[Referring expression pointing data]
- Opening Delimiter -
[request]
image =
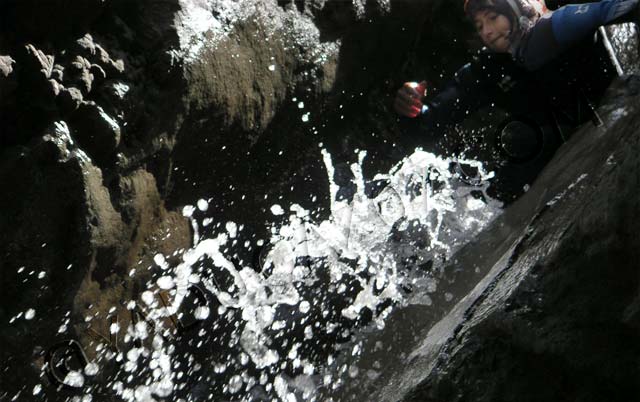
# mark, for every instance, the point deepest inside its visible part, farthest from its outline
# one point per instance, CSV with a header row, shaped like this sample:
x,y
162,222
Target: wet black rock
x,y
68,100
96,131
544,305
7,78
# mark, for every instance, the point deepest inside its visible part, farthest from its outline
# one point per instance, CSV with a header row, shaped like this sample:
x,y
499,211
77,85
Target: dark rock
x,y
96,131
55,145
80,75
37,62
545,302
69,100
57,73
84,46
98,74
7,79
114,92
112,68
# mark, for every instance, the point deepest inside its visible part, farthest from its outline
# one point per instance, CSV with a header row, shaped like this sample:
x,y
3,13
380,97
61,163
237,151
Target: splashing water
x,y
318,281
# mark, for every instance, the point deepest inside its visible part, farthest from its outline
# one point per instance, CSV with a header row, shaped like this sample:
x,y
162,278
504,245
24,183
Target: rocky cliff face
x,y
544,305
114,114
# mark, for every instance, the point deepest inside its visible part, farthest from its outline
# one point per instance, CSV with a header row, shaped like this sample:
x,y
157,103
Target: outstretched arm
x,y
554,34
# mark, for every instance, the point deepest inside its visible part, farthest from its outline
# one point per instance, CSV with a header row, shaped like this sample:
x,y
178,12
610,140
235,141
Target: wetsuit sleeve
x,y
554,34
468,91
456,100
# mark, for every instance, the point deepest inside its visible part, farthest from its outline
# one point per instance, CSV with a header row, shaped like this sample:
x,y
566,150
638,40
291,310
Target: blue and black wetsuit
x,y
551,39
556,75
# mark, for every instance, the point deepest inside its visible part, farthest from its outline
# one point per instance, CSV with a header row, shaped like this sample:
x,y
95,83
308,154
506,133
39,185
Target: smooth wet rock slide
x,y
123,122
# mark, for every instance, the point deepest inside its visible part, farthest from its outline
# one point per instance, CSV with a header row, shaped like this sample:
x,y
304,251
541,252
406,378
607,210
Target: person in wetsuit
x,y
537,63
- Closing Delimiter -
== WHAT IS NEEDED ==
Copy out every line above without change, dropping the pictures.

== EXERCISE SOLUTION ==
[request]
image =
# mark, for every instance, the point deepest inside its visible part, farthest from its outline
# one point per instance, CSV with a header row, shaped like this sample:
x,y
162,222
Target: wet black rock
x,y
68,100
96,131
544,305
7,78
# mark, for every instance, the point deepest inside its visible part, farthest from its outline
# one point per instance, CSV with a header row, shaped like this sample:
x,y
499,211
77,85
Target: dark rock
x,y
96,131
55,145
80,75
37,62
545,302
69,100
57,73
84,46
98,74
7,79
114,92
112,68
# mark, for every instance, the point deepest inside its visible part, farthest from its outline
# one point per instance, CSV with a header row, shaped like this sample:
x,y
3,13
380,97
61,163
237,151
Target: splashing water
x,y
318,281
# mark, for every instance, the point deepest inside its visible part, farthest from its outline
# one point per instance, CSV with a header row, shaped like this sample:
x,y
162,278
504,245
24,183
Target: rocky cliff face
x,y
544,305
114,114
# mark, for every instance, the point deepest inside its visible part, farthest from its outline
# one point per instance, CSV with a header row, shaped like this sample:
x,y
157,103
Target: outstretched arm
x,y
554,34
# mark, for every instance, the point deepest inside its visible part, farthest from its outline
# one point per instance, CSV with a header row, shaped like this sample:
x,y
178,12
610,140
235,141
Target: wetsuit sleeve
x,y
554,34
468,91
456,100
# mark, for every instance, the point deepest inside its visible part, farthest from its outline
# one point per instance, CSV with a header row, shaped like this sample:
x,y
566,150
638,40
291,310
Target: blue and black wetsuit
x,y
551,39
556,75
# mark, for every instance, the point deepest inside its visible part, farthest from its outline
# one point per instance, CSV with a header row, shaped like this sample:
x,y
95,83
308,154
506,133
39,185
Target: smooth wet rock slide
x,y
123,122
# mark, for every instance, the point deepest inside its visible part, farthest from its outline
# one point per instance, CSV with a header row, shaped like this sample:
x,y
304,251
541,252
406,378
607,210
Target: person in wetsuit
x,y
537,63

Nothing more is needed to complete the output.